Drug is currently approved for melanoma (January 13)

The FDA has granted a “breakthrough therapy” designation for Tafinlar (dabrafenib, GlaxoSmithKline) for the treatment of patients with metastatic BRAF V600E mutation-positive non–small-cell lung cancer (NSCLC) who have received at least one prior line of platinum-containing chemotherapy. Dabrafenib is not approved for use in this treatment setting.

The new designation was based on interim efficacy and safety results from an ongoing phase II study of oral dabrafenib in 25 patients who had NSCLC with the BRAF V600E mutation and who had received at least one course of chemotherapy. The interim results were presented at the 2013 American Society for Clinical Oncology Annual Meeting.

A “breakthrough therapy” designation is intended to expedite the development and review of drugs to treat serious or life-threatening medical conditions when preliminary clinical evidence demonstrates that the drug may offer substantial improvement on at least one clinically significant endpoint compared with available therapies.

Material provided:
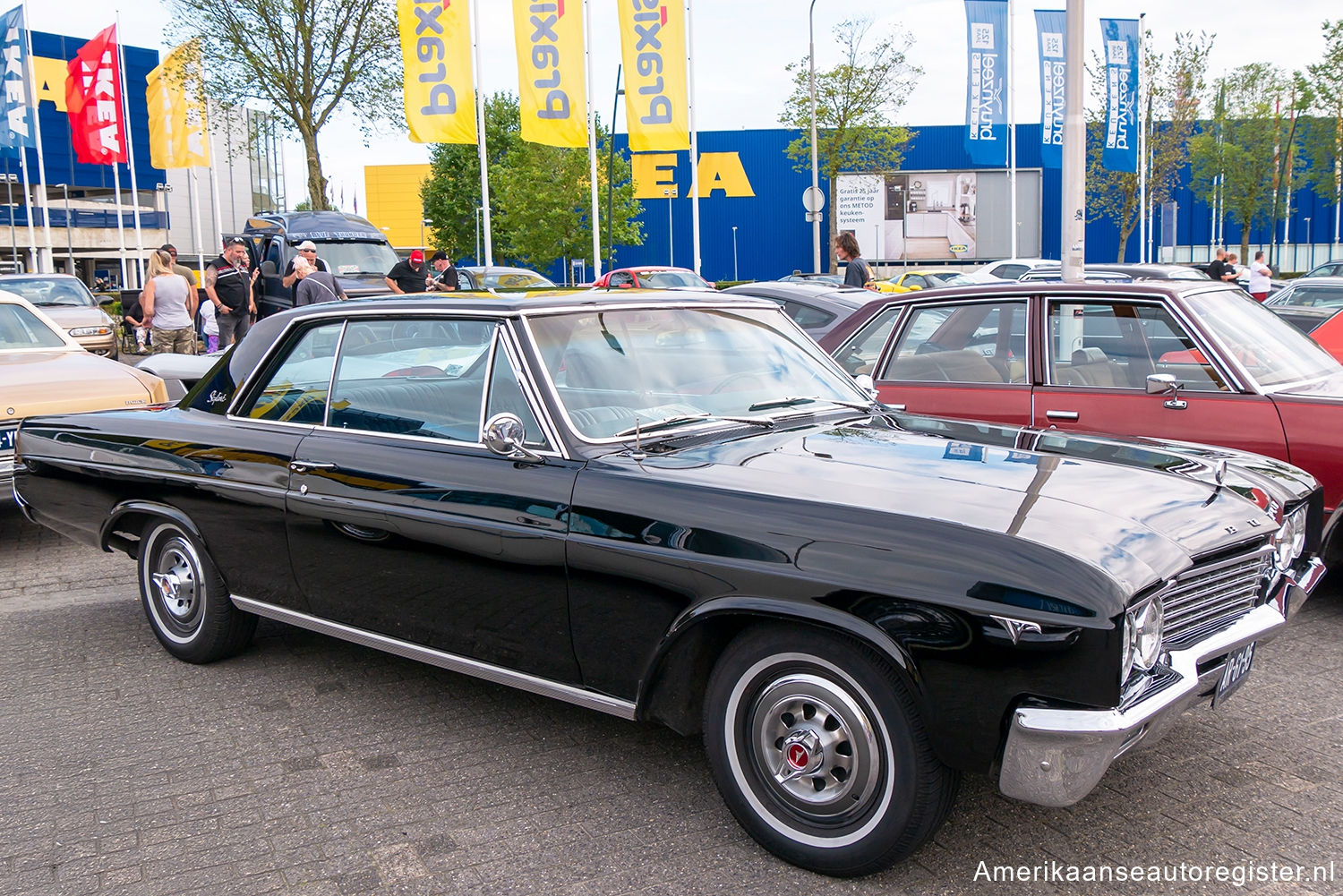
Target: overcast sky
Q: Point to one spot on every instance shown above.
* * *
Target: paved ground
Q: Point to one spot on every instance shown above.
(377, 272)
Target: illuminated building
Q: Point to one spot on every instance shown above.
---
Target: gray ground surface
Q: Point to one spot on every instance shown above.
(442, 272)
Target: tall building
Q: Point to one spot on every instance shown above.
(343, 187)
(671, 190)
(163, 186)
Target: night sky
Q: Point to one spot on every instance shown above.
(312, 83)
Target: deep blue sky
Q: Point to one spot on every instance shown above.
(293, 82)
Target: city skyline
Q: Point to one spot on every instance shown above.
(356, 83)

Activities:
[1] In the text about dabrafenib, how many patients took part in the phase II study that the new designation was based on?
[2] Please take the dabrafenib text further, continuing from its last sentence.

Answers to the problems:
[1] 25 patients.

[2]
Lung cancer is the second most common cancer in both men and women and is the leading cause of cancer-related death worldwide. Recent advances in the understanding of tumor biology have identified genetic mutations, such as a mutation in the BRAF protein, that can drive malignant cell growth and tumor proliferation in NSCLC. It is estimated that the BRAF V600E mutation targeted by dabrafenib is present in approximately 2% of patients with NSCLC.

Tafinlar (dabrafenib) is currently indicated for the treatment of melanoma.